» **WHAT YOU WILL DO**: Output the lines that follow exactly as they are.

## Begin DATASET RECORDS

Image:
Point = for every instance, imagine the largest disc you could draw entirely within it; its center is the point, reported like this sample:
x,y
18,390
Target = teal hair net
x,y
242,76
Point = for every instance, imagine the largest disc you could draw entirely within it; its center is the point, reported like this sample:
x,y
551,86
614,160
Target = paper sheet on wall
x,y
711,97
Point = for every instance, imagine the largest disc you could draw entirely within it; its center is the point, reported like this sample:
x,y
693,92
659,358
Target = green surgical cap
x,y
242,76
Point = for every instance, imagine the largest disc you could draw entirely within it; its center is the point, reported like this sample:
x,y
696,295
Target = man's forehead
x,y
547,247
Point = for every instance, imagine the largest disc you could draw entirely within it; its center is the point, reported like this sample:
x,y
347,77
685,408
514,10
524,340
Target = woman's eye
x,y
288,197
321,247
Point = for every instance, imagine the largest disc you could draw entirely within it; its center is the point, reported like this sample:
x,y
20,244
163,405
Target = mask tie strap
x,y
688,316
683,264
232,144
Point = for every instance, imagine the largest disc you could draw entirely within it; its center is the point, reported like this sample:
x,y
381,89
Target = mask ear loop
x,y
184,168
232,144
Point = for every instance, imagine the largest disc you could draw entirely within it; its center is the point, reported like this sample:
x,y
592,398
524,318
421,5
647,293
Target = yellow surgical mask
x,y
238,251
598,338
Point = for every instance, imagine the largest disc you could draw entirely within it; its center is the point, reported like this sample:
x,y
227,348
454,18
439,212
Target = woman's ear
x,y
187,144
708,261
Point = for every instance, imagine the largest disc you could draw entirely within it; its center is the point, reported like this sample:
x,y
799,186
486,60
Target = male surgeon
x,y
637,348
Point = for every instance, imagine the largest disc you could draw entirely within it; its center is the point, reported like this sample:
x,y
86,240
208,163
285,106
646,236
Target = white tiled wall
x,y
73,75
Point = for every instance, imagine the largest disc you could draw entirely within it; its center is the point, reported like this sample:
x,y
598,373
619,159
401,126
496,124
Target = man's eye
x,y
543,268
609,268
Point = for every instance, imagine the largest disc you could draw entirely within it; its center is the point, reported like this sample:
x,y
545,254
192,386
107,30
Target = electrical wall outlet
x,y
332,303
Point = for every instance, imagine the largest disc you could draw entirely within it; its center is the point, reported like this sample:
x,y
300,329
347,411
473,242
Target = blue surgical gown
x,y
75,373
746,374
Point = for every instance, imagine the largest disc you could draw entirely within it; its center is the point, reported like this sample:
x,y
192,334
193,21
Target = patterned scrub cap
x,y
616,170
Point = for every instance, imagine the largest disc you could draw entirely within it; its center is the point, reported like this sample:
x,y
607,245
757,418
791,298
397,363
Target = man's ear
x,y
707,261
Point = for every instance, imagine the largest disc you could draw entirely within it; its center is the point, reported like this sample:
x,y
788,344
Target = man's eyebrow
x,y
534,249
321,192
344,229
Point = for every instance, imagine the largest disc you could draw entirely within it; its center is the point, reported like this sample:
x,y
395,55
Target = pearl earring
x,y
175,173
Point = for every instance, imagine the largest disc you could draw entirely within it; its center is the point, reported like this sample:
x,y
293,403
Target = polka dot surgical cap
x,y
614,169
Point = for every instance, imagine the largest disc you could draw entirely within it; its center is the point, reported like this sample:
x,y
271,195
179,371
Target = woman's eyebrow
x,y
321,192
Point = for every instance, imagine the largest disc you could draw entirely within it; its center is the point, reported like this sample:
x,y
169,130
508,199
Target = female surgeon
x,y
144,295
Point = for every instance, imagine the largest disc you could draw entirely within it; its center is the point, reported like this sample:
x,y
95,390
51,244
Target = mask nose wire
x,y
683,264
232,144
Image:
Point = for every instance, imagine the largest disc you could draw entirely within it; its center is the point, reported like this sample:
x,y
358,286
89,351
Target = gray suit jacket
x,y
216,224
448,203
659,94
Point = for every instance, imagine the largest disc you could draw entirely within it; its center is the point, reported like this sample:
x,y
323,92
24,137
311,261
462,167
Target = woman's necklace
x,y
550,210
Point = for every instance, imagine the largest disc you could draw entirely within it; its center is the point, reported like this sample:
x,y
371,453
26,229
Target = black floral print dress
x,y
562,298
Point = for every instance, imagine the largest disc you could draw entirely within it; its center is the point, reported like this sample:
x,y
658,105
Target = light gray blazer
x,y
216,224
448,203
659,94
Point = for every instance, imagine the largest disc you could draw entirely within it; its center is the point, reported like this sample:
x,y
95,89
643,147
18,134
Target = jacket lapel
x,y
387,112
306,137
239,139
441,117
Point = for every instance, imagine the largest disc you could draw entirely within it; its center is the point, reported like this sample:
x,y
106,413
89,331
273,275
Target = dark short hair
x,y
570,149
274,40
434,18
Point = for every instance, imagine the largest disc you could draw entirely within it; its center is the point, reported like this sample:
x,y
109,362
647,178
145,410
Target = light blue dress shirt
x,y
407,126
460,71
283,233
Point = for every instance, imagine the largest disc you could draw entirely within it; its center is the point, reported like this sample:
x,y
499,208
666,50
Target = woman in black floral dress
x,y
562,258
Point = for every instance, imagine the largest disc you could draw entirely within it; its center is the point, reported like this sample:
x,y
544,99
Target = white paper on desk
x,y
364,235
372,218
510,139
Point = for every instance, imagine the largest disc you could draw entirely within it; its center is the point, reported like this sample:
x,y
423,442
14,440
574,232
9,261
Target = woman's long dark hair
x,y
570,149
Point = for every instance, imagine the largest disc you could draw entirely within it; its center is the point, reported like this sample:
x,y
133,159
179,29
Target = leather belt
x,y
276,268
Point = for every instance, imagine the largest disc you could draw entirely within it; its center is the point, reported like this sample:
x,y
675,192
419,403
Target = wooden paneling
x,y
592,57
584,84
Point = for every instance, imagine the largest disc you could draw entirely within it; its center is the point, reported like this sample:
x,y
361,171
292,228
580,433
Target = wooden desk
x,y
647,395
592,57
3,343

## End DATASET RECORDS

» **SOLUTION FOR THIS PROBLEM**:
Image:
Point = for every instance, imagine the largest disc you could draw entirely within it; its center is the point, reported like this sample:
x,y
18,390
Target = teal hair net
x,y
242,76
Point = for every instance, imagine the largest disc you could draw entirely within it; its center is the point, reported like this sample:
x,y
551,86
614,160
Target = paper sheet on wall
x,y
711,97
Point = for every instance, imagine the largest disc you could draw entirely within it; its center is the point, reported like this sample:
x,y
693,92
659,358
Target = green surgical cap
x,y
242,76
Point = for every instance, imagine the largest disc you could draw entirely within it; its center is the point, reported like this sample:
x,y
696,295
Target = man's forehead
x,y
547,247
Point = for every instance, imagine the largest disc you could draw entirely within it; its center is the point, reported like this sample:
x,y
347,77
685,408
514,10
524,340
Target = woman's eye
x,y
288,197
321,247
Point = for every instance, imagine the largest disc you could draw entirely within it; its center is the point, reported like this sample:
x,y
20,244
163,405
Target = mask tie strap
x,y
688,316
683,264
232,144
Point = for every instance, imagine the largest disc you could draw entirely within it; its center is the point, reported like this sample:
x,y
381,89
Target = mask ear loop
x,y
184,168
232,144
Point = for every instance, imagine the largest disc you could draw entirely within it; its center is the point, reported like this sample:
x,y
592,398
524,318
421,5
647,293
Target = yellow surgical mask
x,y
238,251
598,338
Point = for every instance, imagine the largest disc you could draw entirely within it; its center is the point, reported like this sample:
x,y
227,348
454,18
439,212
Target = woman's ear
x,y
187,144
708,261
Point = for every instance, imagine the largest disc you could draw entirely within it; its center is the point, reported like this sample:
x,y
799,186
486,60
Target = male surgeon
x,y
637,348
Point = for every instance, imagine the largest disc you could draw entirely within it; its center is the point, reported like this sample:
x,y
86,240
208,163
285,106
646,236
Target = white tiled wall
x,y
73,75
Point = for every instance, imagine the largest disc you could draw entirely within it; its center is the point, reported like this sample:
x,y
598,373
619,159
401,126
496,124
Target = man's eye
x,y
543,268
609,268
Point = for every instance, imagine the largest disc you could draw entirely within it; its center is the point, reported like this sample:
x,y
545,254
192,386
107,30
Target = electrical wall outlet
x,y
332,303
Point = for every instance, imagine the largest disc you could draw entirely within it; its center is the point, reported like this sample:
x,y
300,329
347,411
473,242
Target = blue surgical gown
x,y
75,373
746,374
Point = for every instance, imagine the largest disc you could draw entirely within it; its center is the point, reported like this sample:
x,y
192,334
193,21
Target = patterned scrub cap
x,y
616,170
Point = for every instance, imagine the largest disc you could draw entirely within it; its center is the point, reported like this sample:
x,y
607,245
757,418
791,298
397,363
Target = man's ear
x,y
707,261
Point = for every instance, imagine the largest disc you could draw entirely within it; its center is the point, reported like this sample:
x,y
788,344
Target = man's eyebrow
x,y
534,249
321,192
344,229
Point = for every instance, imagine the largest disc you could draw entirely within it; its center is the point, reported like this sample:
x,y
395,55
Target = pearl earring
x,y
175,173
Point = for every instance, imagine the largest disc you could draw entirely within it; its center is the point, reported like this sample:
x,y
293,403
Target = polka dot surgical cap
x,y
614,169
Point = for every instance, imagine the largest disc you could draw entirely within it; its center is the point, reported like this sample:
x,y
271,195
179,371
Target = woman's eyebrow
x,y
321,192
Point = for every instance, imagine the largest disc you could draw entirely within it; its center is the point, reported like this sample:
x,y
169,130
508,199
Target = female surgeon
x,y
144,295
Point = for every instance, imagine the largest disc you could draw entirely within it; its center is the point, reported like this sample:
x,y
95,390
51,244
Target = mask nose wire
x,y
683,264
232,144
Image:
Point = for every instance, imagine the largest disc you could draw entirely within it; its center is the point, reported like this sample:
x,y
358,286
89,351
Target = gray suit jacket
x,y
216,224
448,203
659,94
Point = for every instance, imagine the largest disc you could draw entirely within it; its center is the point, reported like this sample:
x,y
323,92
24,137
311,261
462,167
Target = woman's necklace
x,y
550,210
Point = for every instance, imagine the largest disc you could draw entirely within it; its center is the point, reported like this sample:
x,y
371,453
26,229
Target = black floral print dress
x,y
562,298
Point = for every instance, imagine the largest disc you could draw entirely within it; its center is the point, reported like this sample:
x,y
658,105
Target = light gray blazer
x,y
216,224
448,203
659,94
Point = for every instance, imagine the largest disc you could draw entirely within it; its center is the point, reported like this sample:
x,y
95,89
643,147
18,134
Target = jacket lapel
x,y
387,112
306,137
239,139
441,117
Point = for every instance, imagine the largest disc you could draw entirely within it; its center is the point, reported like this sample:
x,y
106,413
89,331
273,275
Target = dark short hair
x,y
570,149
274,40
434,18
Point = for every instance, imagine the largest disc you could draw entirely within it; its center is the point, reported like this sample:
x,y
109,362
647,178
145,410
Target = light blue dress shirt
x,y
407,126
460,71
283,233
Point = for every instance, imagine the largest disc you could draw entirely within it; its center is the point, reported like this sample:
x,y
499,208
666,50
Target = woman in black floral dress
x,y
562,258
Point = for every instance, imagine the largest disc you could draw entirely within it; its center is the point, reported like this sample:
x,y
544,99
Target = white paper on desk
x,y
364,235
372,218
510,139
Point = for every instance, imagine the largest disc you could draw entirely within it; its center is the point, reported like this sample:
x,y
423,442
14,440
574,232
9,261
Target = woman's long dark hair
x,y
570,149
Point = for every instance, imagine the largest disc you could draw entirely within it; its center is the point, reported like this sample:
x,y
133,159
179,29
Target = leather belt
x,y
276,268
Point = for every instance, imagine the largest disc you could draw entirely within it; its center is the point, reported like this sample:
x,y
675,192
419,403
Target = wooden paneling
x,y
592,57
584,84
Point = for every instance, imagine the largest disc you could draw entirely within it; its center is the point, reported like this sample:
x,y
361,171
292,228
580,433
Target = wooden desk
x,y
647,395
592,57
3,343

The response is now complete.